SOURCE PASSAGE »
----------
I mentioned at the top of this post that one of my new DVDs arrived this morning. I received the text alert that Amazon had delivered it this morning; hence, the reason why I went outside at 8 a.m. I received Leslie Sansone’s “Walk It Off in 30 Days” DVD, which I have read really works to help you get in shape quickly. This DVD has two parts, a walking/cardio session followed by a band/weight/mat work session. In short, it has toning and conditioning along with cardio. I heard it was not like her normal DVDs, and the reviews on Amazon were all very solid. Most people said they had lost weight using this DVD, and that they noticed immediate results within just 1-2 weeks.

For now, I am sticking with her “Walk Slim” program. I have made it through two days, and yesterday I kicked butt to get to mile 2. In fact, I probably could have walked through the 3-mile mark, but I didn’t want to overwork my hips. I have hip flexor issues, and I could tell with the workout that I was really feeling soreness right at the front of my hip/thigh groin area. This is something I have to deal with so I will take it slow and walk the 2-miles with Leslie until I feel I can easily and without any soreness move on to mile three. I am content in the fact that I can lose about 100 calories per mile, so once I build some stamina and strength, doing a 4 or 5 mile walk should be all I need to slim down. I mean, if I can burn 400-500 calories per day, and if I can stick to my healthy organic and natural diet plan, I really think I can “walk off the weight” in 10-12 weeks. I would like to be down 2 pant sizes and 20 pounds lighter by the new school year. I will settle for half, if that is all that can be mustered up in the meantime. A 10-pound loss would net me at least one drop in jean size, and perhaps even push me down a little more.

I’ve put off trying to lose weight now for years, simply because I was “too busy” to devote the time to it. I have to say that is a half-lame excuse, but honestly, there is partial truth in it. It is very hard to fit in exercise when you are working so hard and long. More so, it is difficult to eat healthy choices when you don’t have time to plan or prep meals. Now that the summer is here, I am using this downtime to create new habits. I am hoping that with the low-key and low-stress days I can simply develop good habits that will last my lifetime. After all, this is the only life I have, and I intend to be happy in it. I intend to use it well, and to do that, I have to attend to my eating habits and my lifestyle routine. God is good to me, so very good to me!

Feeling More and More Contented

I am feeling more content, in general, about the course of my life. I prayed about some life decisions last night, and I am feeling rested, very well rested, in my interpretation of possibilities and opportunities. I have struggled so with the “plans” the Lord has with my life, with staying put in Phoenix or moving to a new location, and frankly, I ended up “giving in” last week. Yes, I said, “Lord, I just give up!” I mean, I am not giving in and doing nothing, but I made the choice to rest, to really rest, and in that way, I am accepting whatever lot my life brings at this moment in time. For example, right now, I can heartily say that my life is good. I mean, “My life is GOOD!” I have multiple lines for work, and in total, I am earning a very decent and good income. I have plenty — my basket and kneading bowl are full (Deut. 28). More so, I have my education completed, praise be to God, and I am officially now recognized as “Dr. Hepburn.” This is a benefit to my work situation, and it will in time produce a full-time faculty position. Until then, I am good. Like I said, GOOD!
----------
EXERCISE A » In the blog post about the walking workout, about how many calories does the writer expect to burn per mile?
EXERCISE B » Reproduce the stretch of the blog post from "I’ve put off" through "good to me!".
The data here comes from a separate source.

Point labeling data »
----------
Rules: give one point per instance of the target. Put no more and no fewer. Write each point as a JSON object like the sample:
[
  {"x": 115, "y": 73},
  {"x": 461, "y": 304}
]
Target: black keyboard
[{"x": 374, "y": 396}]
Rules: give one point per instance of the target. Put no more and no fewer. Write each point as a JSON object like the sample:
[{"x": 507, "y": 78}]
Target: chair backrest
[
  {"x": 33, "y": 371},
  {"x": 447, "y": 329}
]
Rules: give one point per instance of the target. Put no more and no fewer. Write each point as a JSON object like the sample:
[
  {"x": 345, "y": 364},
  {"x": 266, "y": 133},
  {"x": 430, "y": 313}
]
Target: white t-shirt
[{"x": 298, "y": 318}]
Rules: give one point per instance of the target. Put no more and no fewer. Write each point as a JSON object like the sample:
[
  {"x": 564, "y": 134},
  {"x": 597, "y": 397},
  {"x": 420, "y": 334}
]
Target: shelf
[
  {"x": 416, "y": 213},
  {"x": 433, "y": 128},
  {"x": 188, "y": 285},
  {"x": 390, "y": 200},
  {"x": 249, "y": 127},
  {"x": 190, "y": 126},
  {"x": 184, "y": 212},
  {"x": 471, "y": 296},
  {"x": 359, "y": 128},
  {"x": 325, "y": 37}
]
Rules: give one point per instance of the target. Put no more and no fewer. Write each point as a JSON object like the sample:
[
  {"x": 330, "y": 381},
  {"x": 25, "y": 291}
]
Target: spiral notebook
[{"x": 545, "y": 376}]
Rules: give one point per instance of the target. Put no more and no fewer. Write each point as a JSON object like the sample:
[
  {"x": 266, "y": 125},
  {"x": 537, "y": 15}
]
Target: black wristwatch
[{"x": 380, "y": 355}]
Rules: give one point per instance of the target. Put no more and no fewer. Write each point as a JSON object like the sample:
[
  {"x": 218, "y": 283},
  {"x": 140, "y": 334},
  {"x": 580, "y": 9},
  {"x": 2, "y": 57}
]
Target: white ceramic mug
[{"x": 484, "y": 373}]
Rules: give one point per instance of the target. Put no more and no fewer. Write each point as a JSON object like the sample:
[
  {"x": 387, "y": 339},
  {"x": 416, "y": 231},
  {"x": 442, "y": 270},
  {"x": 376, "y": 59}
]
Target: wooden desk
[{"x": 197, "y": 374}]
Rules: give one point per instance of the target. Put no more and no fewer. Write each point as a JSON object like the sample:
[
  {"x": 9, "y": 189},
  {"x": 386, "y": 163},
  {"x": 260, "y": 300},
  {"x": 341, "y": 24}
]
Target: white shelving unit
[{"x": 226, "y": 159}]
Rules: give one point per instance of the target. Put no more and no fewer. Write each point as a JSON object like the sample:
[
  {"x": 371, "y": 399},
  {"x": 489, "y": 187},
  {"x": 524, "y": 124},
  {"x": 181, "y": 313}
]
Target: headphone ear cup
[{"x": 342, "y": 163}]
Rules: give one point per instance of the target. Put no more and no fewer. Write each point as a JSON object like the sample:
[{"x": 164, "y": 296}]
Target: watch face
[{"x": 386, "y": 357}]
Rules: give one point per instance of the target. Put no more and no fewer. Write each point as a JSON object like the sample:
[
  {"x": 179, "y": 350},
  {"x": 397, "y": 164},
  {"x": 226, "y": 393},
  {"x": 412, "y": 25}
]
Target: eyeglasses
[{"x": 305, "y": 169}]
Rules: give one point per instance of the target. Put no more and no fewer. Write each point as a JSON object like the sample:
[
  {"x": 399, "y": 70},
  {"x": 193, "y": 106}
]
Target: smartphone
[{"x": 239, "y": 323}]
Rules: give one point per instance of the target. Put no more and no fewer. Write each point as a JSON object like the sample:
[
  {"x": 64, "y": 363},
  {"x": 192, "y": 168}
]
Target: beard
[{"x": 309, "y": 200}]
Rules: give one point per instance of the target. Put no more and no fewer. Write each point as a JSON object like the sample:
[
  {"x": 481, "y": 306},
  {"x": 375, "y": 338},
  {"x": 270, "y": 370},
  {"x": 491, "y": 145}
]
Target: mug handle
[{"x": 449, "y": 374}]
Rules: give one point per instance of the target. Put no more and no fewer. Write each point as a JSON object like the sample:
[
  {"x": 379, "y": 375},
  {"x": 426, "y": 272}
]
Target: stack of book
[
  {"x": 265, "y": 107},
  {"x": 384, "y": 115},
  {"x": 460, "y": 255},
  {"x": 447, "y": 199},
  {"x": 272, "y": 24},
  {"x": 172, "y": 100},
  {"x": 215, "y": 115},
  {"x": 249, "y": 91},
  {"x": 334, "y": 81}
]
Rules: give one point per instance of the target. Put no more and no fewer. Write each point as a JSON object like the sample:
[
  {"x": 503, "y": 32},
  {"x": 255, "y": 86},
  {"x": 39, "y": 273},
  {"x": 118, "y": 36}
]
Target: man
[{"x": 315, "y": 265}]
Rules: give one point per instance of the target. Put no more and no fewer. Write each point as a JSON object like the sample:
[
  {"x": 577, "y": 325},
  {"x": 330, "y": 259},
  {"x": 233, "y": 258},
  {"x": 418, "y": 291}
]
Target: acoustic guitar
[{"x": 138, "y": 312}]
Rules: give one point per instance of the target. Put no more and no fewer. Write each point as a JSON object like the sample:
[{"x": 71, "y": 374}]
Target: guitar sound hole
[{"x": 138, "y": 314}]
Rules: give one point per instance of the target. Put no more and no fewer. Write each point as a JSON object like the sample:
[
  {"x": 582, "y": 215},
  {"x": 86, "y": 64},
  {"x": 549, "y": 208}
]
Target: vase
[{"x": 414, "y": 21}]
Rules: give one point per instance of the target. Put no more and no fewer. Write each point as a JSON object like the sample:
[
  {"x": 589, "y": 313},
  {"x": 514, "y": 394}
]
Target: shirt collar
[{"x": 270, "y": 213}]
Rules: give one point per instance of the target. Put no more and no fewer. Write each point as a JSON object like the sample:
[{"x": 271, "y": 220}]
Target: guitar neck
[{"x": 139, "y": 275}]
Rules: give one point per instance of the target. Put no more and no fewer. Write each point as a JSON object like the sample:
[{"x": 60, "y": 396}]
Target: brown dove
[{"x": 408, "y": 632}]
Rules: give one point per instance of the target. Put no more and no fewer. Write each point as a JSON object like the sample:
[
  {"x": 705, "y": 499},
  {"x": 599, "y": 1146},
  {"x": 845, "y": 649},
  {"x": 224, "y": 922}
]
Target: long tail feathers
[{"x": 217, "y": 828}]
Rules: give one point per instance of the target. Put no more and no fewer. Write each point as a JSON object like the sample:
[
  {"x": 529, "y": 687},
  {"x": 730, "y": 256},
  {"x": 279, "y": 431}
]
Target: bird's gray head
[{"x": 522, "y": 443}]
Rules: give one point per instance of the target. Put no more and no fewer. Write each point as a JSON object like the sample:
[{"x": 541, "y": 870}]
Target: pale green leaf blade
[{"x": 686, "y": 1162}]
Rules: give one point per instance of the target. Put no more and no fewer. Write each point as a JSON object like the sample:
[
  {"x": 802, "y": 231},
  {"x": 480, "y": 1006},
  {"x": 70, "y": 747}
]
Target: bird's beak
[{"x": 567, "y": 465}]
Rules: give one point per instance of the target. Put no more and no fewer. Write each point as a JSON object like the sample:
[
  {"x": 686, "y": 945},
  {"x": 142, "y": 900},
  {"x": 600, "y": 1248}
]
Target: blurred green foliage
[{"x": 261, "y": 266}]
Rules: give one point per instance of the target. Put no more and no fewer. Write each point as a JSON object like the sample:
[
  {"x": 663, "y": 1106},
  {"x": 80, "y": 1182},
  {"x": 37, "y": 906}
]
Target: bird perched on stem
----------
EXERCISE RESULT A » About 100 calories per mile.

EXERCISE RESULT B »
I’ve put off trying to lose weight now for years, simply because I was “too busy” to devote the time to it. I have to say that is a half-lame excuse, but honestly, there is partial truth in it. It is very hard to fit in exercise when you are working so hard and long. More so, it is difficult to eat healthy choices when you don’t have time to plan or prep meals. Now that the summer is here, I am using this downtime to create new habits. I am hoping that with the low-key and low-stress days I can simply develop good habits that will last my lifetime. After all, this is the only life I have, and I intend to be happy in it. I intend to use it well, and to do that, I have to attend to my eating habits and my lifestyle routine. God is good to me, so very good to me!